TASK DESCRIPTION:
Would you write out the whole listing below exactly as given?

DATA PROVIDED:
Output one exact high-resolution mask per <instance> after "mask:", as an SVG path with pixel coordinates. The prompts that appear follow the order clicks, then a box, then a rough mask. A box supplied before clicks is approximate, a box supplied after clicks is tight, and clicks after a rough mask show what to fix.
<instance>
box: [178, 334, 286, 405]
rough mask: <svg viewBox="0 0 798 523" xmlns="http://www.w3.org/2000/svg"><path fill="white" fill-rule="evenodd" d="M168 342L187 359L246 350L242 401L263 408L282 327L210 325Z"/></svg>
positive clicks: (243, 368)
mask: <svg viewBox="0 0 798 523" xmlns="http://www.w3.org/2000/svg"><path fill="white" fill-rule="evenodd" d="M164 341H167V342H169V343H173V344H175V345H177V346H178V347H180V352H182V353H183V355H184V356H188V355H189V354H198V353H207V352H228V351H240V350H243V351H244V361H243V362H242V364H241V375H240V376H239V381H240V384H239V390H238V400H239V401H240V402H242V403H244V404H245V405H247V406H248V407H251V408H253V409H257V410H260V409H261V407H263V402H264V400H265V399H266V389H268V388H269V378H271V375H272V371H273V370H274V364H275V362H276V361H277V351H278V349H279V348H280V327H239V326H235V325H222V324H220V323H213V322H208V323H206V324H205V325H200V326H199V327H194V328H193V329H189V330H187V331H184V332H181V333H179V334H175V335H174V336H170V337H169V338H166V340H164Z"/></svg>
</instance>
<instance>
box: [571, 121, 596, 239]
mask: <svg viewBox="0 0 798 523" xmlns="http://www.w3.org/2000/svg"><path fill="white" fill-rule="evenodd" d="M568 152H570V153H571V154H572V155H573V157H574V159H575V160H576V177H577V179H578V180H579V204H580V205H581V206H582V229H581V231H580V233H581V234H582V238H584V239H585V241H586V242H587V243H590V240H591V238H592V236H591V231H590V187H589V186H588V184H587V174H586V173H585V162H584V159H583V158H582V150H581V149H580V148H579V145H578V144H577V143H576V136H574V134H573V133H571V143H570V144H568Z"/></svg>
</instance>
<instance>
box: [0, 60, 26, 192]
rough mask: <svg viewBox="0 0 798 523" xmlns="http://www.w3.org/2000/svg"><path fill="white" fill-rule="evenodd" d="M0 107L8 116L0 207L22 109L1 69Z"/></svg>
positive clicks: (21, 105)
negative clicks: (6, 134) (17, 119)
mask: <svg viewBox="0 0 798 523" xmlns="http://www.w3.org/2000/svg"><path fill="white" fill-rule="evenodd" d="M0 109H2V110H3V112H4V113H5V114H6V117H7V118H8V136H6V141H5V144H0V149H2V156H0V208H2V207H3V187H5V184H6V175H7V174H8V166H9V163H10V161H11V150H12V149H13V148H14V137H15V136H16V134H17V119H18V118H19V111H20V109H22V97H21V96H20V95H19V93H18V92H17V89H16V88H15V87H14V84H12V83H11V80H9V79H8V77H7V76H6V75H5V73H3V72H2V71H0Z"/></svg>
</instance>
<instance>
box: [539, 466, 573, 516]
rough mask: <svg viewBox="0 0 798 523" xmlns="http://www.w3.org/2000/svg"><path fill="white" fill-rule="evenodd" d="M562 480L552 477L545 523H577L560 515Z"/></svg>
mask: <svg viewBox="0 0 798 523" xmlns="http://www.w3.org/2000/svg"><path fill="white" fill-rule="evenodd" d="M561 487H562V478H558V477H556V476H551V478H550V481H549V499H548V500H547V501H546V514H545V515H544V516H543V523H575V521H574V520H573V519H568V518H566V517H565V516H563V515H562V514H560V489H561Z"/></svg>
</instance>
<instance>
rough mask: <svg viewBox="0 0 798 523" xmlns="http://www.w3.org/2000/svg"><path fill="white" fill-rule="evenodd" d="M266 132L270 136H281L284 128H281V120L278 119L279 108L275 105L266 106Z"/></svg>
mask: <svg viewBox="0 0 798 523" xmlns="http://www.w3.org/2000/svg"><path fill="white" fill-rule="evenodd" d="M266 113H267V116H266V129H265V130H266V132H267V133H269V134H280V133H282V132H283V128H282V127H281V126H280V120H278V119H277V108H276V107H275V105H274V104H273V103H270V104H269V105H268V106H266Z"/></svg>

OUTPUT FOR THIS TASK:
Output one exact high-resolution mask per <instance> after "mask:", as an SVG path with pixel coordinates. The prompts that appear follow the order clicks, then a box, then a rough mask. A box supplied before clicks is approximate, a box supplied after clicks is tight, and clicks after a rough mask show what to fix.
<instance>
box: [178, 334, 286, 405]
rough mask: <svg viewBox="0 0 798 523" xmlns="http://www.w3.org/2000/svg"><path fill="white" fill-rule="evenodd" d="M168 342L187 359L246 350L242 401L263 408L282 327L210 325Z"/></svg>
positive clicks: (243, 368)
mask: <svg viewBox="0 0 798 523" xmlns="http://www.w3.org/2000/svg"><path fill="white" fill-rule="evenodd" d="M164 341H167V342H169V343H173V344H175V345H177V346H178V347H180V352H182V353H183V355H184V356H188V355H189V354H198V353H207V352H228V351H240V350H243V351H244V361H243V362H242V364H241V375H240V376H239V381H240V384H239V390H238V400H239V401H240V402H242V403H244V404H245V405H247V406H248V407H251V408H253V409H257V410H260V409H261V407H263V402H264V400H265V399H266V389H268V388H269V378H271V375H272V371H273V370H274V364H275V362H276V361H277V351H278V349H279V348H280V327H239V326H235V325H222V324H220V323H213V322H208V323H206V324H205V325H200V326H199V327H194V328H193V329H189V330H187V331H184V332H181V333H179V334H175V335H174V336H170V337H169V338H166V340H164Z"/></svg>
</instance>
<instance>
box: [571, 121, 596, 239]
mask: <svg viewBox="0 0 798 523" xmlns="http://www.w3.org/2000/svg"><path fill="white" fill-rule="evenodd" d="M568 152H570V153H571V154H572V155H573V157H574V159H575V160H576V177H577V179H578V180H579V204H580V205H581V206H582V229H581V231H580V233H581V234H582V238H584V239H585V241H586V242H587V243H590V240H591V238H592V236H591V231H590V187H589V186H588V184H587V174H586V173H585V162H584V159H583V158H582V150H581V149H580V148H579V145H578V144H577V143H576V136H574V134H573V133H571V143H570V144H568Z"/></svg>
</instance>
<instance>
box: [0, 60, 26, 192]
rough mask: <svg viewBox="0 0 798 523" xmlns="http://www.w3.org/2000/svg"><path fill="white" fill-rule="evenodd" d="M0 107L8 116L0 207L22 109L1 69Z"/></svg>
positive clicks: (21, 105)
negative clicks: (6, 134) (17, 119)
mask: <svg viewBox="0 0 798 523" xmlns="http://www.w3.org/2000/svg"><path fill="white" fill-rule="evenodd" d="M0 109H2V110H3V112H4V113H5V114H6V117H7V118H8V136H6V141H5V144H0V149H2V156H0V208H2V207H3V187H5V184H6V175H7V174H8V166H9V163H10V161H11V150H12V149H13V148H14V137H15V136H16V134H17V119H18V118H19V111H20V109H22V97H21V96H20V95H19V93H18V92H17V89H16V88H15V87H14V84H12V83H11V80H9V79H8V77H7V76H6V75H5V73H3V72H2V71H0Z"/></svg>
</instance>
<instance>
box: [539, 466, 573, 516]
rough mask: <svg viewBox="0 0 798 523" xmlns="http://www.w3.org/2000/svg"><path fill="white" fill-rule="evenodd" d="M562 480L552 477L545 523H577L560 515Z"/></svg>
mask: <svg viewBox="0 0 798 523" xmlns="http://www.w3.org/2000/svg"><path fill="white" fill-rule="evenodd" d="M561 487H562V478H558V477H556V476H551V478H550V481H549V499H548V500H547V501H546V514H545V515H544V516H543V523H575V521H574V520H573V519H568V518H566V517H565V516H563V515H562V514H560V489H561Z"/></svg>
</instance>
<instance>
rough mask: <svg viewBox="0 0 798 523" xmlns="http://www.w3.org/2000/svg"><path fill="white" fill-rule="evenodd" d="M266 132L270 136H281L284 128H281V120L278 119L279 108L275 105L266 106Z"/></svg>
mask: <svg viewBox="0 0 798 523" xmlns="http://www.w3.org/2000/svg"><path fill="white" fill-rule="evenodd" d="M266 113H267V116H266V129H265V130H266V132H267V133H269V134H280V133H282V132H283V128H282V127H281V126H280V120H278V119H277V108H276V107H275V105H274V104H273V103H270V104H269V105H268V106H266Z"/></svg>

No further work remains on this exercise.